Exercise instructions:
Return every line of the data below that includes the string "Target".

Saved entries
● ● ● ● ● ● ●

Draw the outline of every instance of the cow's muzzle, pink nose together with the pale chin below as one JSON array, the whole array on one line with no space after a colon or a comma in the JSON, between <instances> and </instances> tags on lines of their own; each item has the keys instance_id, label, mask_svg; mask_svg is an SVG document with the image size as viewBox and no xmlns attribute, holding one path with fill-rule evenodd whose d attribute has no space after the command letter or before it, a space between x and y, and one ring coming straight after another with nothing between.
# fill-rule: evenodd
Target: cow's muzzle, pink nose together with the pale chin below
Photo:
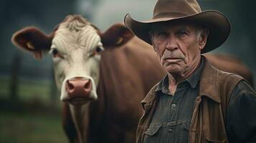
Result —
<instances>
[{"instance_id":1,"label":"cow's muzzle, pink nose together with the pale chin below","mask_svg":"<svg viewBox=\"0 0 256 143\"><path fill-rule=\"evenodd\" d=\"M70 102L71 104L85 104L90 100L90 92L92 91L92 82L90 79L75 78L67 80L65 83L65 89L69 99L65 99L65 102Z\"/></svg>"}]
</instances>

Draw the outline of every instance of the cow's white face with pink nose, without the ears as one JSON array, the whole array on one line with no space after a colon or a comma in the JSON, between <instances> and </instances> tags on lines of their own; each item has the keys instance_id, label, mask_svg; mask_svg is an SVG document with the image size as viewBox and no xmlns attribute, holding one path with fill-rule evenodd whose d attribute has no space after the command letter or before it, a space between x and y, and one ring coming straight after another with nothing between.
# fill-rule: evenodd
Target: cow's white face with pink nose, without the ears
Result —
<instances>
[{"instance_id":1,"label":"cow's white face with pink nose, without the ears","mask_svg":"<svg viewBox=\"0 0 256 143\"><path fill-rule=\"evenodd\" d=\"M76 20L60 24L49 52L62 101L84 104L97 99L100 50L103 50L100 36L90 24Z\"/></svg>"}]
</instances>

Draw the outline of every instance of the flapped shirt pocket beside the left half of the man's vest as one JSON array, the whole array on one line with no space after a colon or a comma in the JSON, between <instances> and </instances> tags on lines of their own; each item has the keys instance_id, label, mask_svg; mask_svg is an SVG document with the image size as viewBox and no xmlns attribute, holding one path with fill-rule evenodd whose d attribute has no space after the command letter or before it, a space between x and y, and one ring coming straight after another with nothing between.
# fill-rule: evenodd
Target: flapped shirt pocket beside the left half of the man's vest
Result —
<instances>
[{"instance_id":1,"label":"flapped shirt pocket beside the left half of the man's vest","mask_svg":"<svg viewBox=\"0 0 256 143\"><path fill-rule=\"evenodd\" d=\"M146 129L144 143L156 143L161 140L161 125L154 125Z\"/></svg>"}]
</instances>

● ● ● ● ● ● ●

Finished exercise:
Target: cow's muzzle, pink nose together with the pale chin below
Target: cow's white face with pink nose, without the ears
Target: flapped shirt pocket beside the left half of the man's vest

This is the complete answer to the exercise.